[Segmentation mask data]
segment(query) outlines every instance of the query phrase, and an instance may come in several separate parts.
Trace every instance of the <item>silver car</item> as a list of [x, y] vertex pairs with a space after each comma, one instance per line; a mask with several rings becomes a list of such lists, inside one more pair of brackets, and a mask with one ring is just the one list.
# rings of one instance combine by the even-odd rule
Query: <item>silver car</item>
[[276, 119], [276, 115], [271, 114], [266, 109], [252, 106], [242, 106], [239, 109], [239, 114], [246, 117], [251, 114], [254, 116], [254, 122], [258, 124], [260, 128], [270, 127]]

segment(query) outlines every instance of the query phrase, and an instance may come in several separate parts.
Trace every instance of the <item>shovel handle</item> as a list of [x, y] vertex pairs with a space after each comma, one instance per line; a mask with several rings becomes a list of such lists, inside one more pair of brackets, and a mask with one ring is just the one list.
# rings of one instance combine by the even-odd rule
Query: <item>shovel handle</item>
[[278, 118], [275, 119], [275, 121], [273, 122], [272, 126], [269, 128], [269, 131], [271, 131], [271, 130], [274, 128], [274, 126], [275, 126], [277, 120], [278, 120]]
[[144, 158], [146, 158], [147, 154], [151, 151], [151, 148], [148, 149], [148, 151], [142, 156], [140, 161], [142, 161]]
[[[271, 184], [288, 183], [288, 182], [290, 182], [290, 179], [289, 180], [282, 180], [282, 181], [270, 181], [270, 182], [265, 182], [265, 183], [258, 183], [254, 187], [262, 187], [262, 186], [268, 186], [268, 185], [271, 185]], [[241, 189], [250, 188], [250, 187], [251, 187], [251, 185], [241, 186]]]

ACTION ITEM = Check the data for lines with "each" and give only their number.

SOLVED EXERCISE = 2